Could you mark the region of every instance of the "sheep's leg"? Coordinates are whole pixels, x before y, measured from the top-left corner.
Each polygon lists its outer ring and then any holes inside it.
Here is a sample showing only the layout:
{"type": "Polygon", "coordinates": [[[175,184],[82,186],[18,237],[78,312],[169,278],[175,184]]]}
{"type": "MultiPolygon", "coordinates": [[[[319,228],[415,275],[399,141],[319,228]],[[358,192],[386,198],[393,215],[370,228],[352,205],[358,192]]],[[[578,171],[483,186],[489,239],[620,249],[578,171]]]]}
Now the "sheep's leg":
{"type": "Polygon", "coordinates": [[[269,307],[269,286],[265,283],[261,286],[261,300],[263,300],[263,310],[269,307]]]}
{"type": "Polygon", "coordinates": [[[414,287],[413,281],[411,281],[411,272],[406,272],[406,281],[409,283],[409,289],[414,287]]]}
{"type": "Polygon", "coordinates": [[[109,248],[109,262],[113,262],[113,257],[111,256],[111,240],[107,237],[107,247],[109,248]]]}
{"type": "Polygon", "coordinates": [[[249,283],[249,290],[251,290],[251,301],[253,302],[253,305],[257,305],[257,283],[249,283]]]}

• _What is asked_: Write out the records word for word, starting at their first line and ending after the line that contains "Here is a sample".

• _Solution for this task_:
Could you mark the region of every instance of the "sheep's leg"? Coordinates are whole pixels, x before y, measured from the top-left corner.
Each polygon lists its outer ring and then any holes inside it.
Here is a sample showing only the layout:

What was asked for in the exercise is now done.